- [Document text]:

_ _ _ _ _ _ _

The world is filled with folks who are very smart, but who accomplish little, people who are very strong, yet move little, and humans who are very charismatic, but change little. I honestly believe, and believe it with every fiber of my being, that attitude accomplishes more than ability.
Especially in recovery.
I don’t know horses. I mean, I can recognize a horse, distinguish it from a cow or a llama. I have a good picture of “horseness,” those descriptors that identify horses from nonequine creatures. Still, I don’t know horses the way some who knows horses knows horses. (What a funny sentence that last one was.) At the racetrack, I’m definitely over my head.
I do know people in recovery. Early on, we’ve got a lot of commonality. We often look like warmed-over garbage. We often sit in the backs of rooms. We tend not to make eye contact. We tend to be filled with shame and remorse, not just over the things we did while high or drunk and not just for the things we did to be able to get high or drunk. Most often, we are ashamed of who we are. If you’re in early recovery, I probably know you. Still . . .
If I had to place money on either a horse race or on picking winners from early recovery, I’d be a better bettor at Pimlico or Churchill Downs than at a church basement recovery meeting. At the track, at least I’d have luck on my side—along with a little bit of information about the horses’ previous record. In early recovery, where a few folks look great, but most look like they’ve fallen way below down on their luck, appearances are deceiving.

_ _ _ _ _ _ _

- [Short exercise 1]:
In the recovery text, what does the writer believe accomplishes more than ability?
- [Short exercise 2]:
Do these statements agree with the recovery text? Answer yes or no for each and quote the words that decide it.
(a) The writer claims to know horses well.
(b) People in early recovery often sit in the backs of rooms.
(c) The writer would bet better at a recovery meeting than at a racetrack.
- [Short exercise 3]:
Pick up the recovery text after its final sentence and write the next paragraph.

_ _ _ _ _ _ _

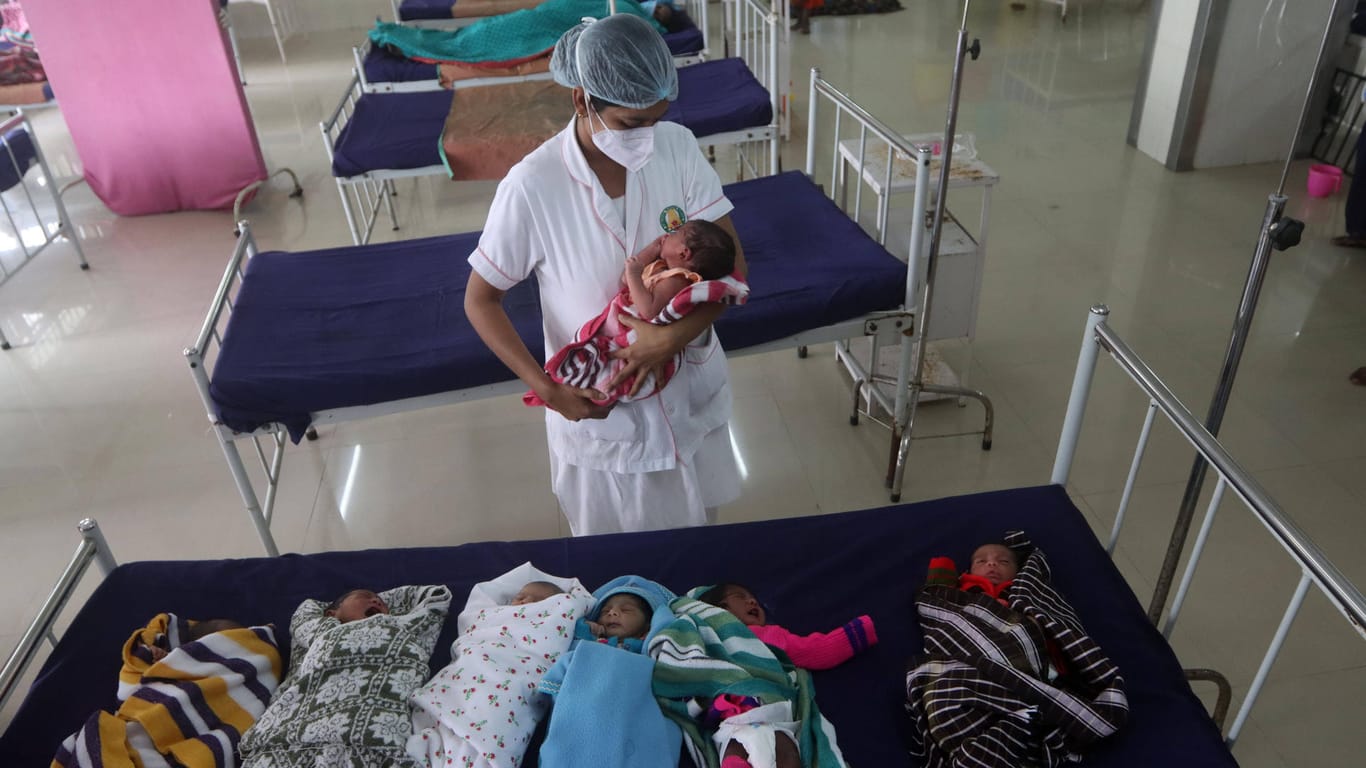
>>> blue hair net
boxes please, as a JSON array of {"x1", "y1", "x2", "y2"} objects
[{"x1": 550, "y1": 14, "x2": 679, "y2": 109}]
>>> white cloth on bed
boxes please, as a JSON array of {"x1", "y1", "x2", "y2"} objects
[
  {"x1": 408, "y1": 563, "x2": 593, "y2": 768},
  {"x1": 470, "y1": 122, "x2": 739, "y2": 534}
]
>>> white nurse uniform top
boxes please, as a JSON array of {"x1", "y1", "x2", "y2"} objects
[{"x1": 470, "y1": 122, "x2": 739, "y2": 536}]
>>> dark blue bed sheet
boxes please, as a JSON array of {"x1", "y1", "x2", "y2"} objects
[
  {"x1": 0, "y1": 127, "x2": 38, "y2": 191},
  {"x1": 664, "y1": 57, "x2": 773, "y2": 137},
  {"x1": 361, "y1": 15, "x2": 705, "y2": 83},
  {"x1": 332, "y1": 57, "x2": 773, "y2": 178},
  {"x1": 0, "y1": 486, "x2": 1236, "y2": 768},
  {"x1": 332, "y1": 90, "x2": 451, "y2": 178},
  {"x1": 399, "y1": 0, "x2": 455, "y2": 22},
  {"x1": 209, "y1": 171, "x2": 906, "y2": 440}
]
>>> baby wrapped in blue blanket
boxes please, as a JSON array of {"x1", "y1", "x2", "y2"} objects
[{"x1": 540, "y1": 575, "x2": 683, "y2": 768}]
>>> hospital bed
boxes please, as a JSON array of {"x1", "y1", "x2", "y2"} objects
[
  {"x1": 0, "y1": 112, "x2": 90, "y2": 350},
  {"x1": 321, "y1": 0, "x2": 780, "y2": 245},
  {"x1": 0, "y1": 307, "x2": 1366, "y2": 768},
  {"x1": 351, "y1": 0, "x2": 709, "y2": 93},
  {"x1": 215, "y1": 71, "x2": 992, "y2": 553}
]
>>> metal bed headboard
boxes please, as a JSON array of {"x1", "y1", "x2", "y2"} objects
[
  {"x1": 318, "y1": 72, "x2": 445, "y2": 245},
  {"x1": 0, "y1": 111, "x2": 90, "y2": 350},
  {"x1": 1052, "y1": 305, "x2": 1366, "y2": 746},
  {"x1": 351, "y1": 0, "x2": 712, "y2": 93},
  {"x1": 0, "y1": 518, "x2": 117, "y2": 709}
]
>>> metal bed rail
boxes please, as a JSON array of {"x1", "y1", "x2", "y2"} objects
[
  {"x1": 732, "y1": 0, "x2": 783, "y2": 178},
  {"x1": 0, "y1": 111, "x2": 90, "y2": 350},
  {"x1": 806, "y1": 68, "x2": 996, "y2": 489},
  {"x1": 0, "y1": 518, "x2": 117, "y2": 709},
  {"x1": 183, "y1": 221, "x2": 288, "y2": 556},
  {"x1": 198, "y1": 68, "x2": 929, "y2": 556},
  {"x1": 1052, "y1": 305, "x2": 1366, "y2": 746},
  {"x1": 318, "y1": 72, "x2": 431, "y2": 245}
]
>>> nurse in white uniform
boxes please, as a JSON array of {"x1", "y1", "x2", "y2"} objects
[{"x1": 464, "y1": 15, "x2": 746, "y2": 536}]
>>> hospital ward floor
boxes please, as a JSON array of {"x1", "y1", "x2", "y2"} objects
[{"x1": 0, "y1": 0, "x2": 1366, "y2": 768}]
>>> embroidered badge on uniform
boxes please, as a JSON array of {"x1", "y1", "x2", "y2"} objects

_ _ _ _ _ _ _

- [Task output 1]:
Attitude

- [Task output 2]:
(a) No: "I don’t know horses."
(b) Yes: "We often sit in the backs of rooms."
(c) No: "I’d be a better bettor at Pimlico or Churchill Downs than at a church basement recovery meeting."

- [Task output 3]:
When I entered recovery, I had just been discharged from a VA psych ward, where I’d been put on antidepressants and introduced to my particular pathway. Going to my first meetings out of the bin, I’m sure I didn’t look like a potential winner, someone who’d still be sticking around 15 years later. If video existed, it would show a scrawny guy with eyes that wouldn’t alight on anything for long, looking jampacked with terror and tears.
I can remember being seven or nine days sober and looking at the other newcomers around me. Through my insecure and doubt-filled eyes they all looked better than I did. That lady over in the corner was wearing a dress and the guy beside her had a tan. He looked like a golf-pants model, crisp clothes, white smile and a shirt that cost more than my entire wardrobe put together. My pants were held up by an over-cinched belt and a shirt that was clean but clearly worn past needing replacement. I just kept coming.
After a month or so, the healthy-looking folks had disappeared. The woman in business attire and the handsome guy were nowhere to be seen. At the time, I assumed they’d only needed a half-cup of recovery and were back to successful lives. Some of the other losers I’d come in with were starting to clean up and look better. I still felt like my sobriety was only as strong as my fingernails and could snap any minute. I just kept coming.
At six months, a funny/sad/expectable thing happened. I was at the front of a room, being given a plastic token with a 6 on it, and I looked toward the back. The handsome, elegant, tanned guy was sitting at the back of the room, in what we called Denial Aisle. He was still nicely dressed, still had a tan, but he also had a hangdog expression and a black eye with regret dripping out of it. Back when we started recovery together, I’d assumed he was good to go while I was nearly gone. I know I’ll never be anybody’s handsome guy. I’ll never be the best-dressed guy. I’ll never be the elegant guy. But I can be the sober guy. I just keep coming.
If you’re in early recovery and your life feels like a dog chewed on your past and peed on your future, keep coming. If you feel like no one’s ever felt as empty and obsessed as you, keep coming. If you keep on trying to get clean and sober but can’t find the way, keep coming.
Things can get better. Things can get better than better. Things can get better enough that you won’t even remember what it felt like to have those things troubling you.
Just keep coming.
And maintain a positive attitude.
And know . . .
You matter. I matter. We matter.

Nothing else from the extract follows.